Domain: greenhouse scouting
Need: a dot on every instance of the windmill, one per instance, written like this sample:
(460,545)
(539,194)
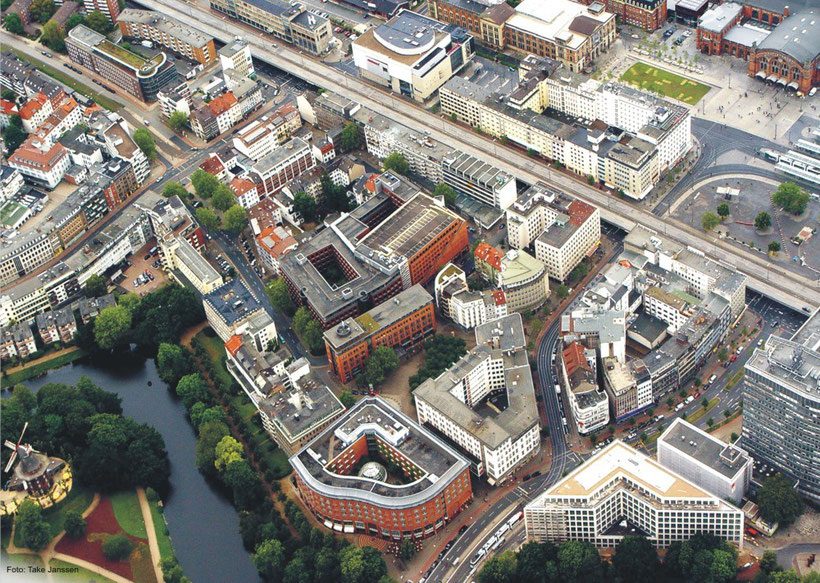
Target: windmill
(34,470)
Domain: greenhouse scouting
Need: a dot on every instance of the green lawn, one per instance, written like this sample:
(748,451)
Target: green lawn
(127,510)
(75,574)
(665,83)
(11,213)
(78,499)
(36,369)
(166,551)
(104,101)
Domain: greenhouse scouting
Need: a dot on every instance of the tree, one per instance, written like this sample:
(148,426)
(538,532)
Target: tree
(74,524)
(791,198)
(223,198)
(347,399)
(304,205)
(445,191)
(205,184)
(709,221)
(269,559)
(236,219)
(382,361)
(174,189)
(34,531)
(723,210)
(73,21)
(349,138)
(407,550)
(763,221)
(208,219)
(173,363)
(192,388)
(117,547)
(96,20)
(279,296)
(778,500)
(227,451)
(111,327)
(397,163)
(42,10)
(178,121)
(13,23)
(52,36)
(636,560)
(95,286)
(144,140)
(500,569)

Work instructions
Retype each line of the listing above word for word. Exclude the pictures.

Written response
Domain: greenhouse scouting
Need: a dot on every instance of the windmill, one per instance, written like this sample:
(460,545)
(539,194)
Target: windmill
(34,470)
Domain: greenhouse scouting
Need: a dot on every instance of the green lawn, one per instance, written like this sample:
(748,451)
Target: green lawn
(127,510)
(75,574)
(665,83)
(11,213)
(78,499)
(36,369)
(166,551)
(104,101)
Domain: greenhouse scouting
Need: a dot on every instance of the tree, one per instance, written like this sample:
(148,426)
(538,532)
Target: tree
(74,524)
(791,198)
(223,198)
(347,399)
(304,205)
(445,191)
(205,184)
(709,221)
(269,559)
(236,219)
(382,361)
(174,189)
(34,531)
(723,210)
(73,21)
(349,138)
(407,550)
(763,221)
(208,219)
(173,363)
(192,388)
(117,547)
(96,20)
(279,296)
(778,500)
(227,451)
(111,327)
(397,163)
(42,10)
(178,121)
(13,23)
(52,36)
(636,560)
(95,286)
(144,140)
(500,569)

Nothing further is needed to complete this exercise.